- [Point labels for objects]

+ + + + +

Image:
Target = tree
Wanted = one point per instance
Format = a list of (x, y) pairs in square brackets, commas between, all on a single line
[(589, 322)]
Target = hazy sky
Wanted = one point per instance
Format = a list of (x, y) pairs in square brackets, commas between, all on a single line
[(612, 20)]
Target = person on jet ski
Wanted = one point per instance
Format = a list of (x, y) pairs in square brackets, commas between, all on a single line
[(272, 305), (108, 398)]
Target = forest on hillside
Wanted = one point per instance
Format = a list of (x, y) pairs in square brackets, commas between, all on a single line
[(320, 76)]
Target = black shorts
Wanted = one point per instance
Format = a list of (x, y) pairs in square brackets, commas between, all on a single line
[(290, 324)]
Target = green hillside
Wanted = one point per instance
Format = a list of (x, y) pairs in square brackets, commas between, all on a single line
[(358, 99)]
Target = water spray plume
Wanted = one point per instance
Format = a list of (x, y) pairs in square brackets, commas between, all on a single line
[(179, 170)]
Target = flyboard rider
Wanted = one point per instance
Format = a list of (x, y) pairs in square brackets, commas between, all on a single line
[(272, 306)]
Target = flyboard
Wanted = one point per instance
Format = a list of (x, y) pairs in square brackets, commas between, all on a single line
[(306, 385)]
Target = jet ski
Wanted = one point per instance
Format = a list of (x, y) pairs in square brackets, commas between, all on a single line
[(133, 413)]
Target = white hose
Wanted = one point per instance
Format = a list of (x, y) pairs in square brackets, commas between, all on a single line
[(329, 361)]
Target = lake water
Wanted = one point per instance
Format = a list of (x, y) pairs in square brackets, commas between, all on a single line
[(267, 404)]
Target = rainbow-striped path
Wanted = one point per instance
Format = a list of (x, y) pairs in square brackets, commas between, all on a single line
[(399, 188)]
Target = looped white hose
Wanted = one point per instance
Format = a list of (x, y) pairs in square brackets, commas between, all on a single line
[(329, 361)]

+ + + + +

- [Given task] Rewrite the items starting with the line containing "Target = jet ski" and going on through the last line of the items. Keep every line, requests included, but multiply each x and y coordinate in the answers by 0.85 and round to whole numbers, with halves rounded up.

- [Result]
Target = jet ski
Wanted = one point per instance
Format = a list of (x, y) pairs in square brackets, commas between, all on a single line
[(113, 351)]
Target = white hose
Wanted = one point per instance
Format = a list of (x, y) pairs in square brackets, commas between, all on a single line
[(280, 307)]
Target = lake water
Wanted = one point per instance
Format = a list of (x, y) pairs in square brackets, commas between, all on a single line
[(227, 343)]
Target = rainbow-striped path
Wanted = one point per instance
Format = a list of (x, y) pairs in square brackets, commas between, all on a single line
[(339, 160)]
Target = looped white hose
Wanted = one point per instance
Format = a list of (x, y) pairs in square brackets, commas between, all on a single line
[(280, 307)]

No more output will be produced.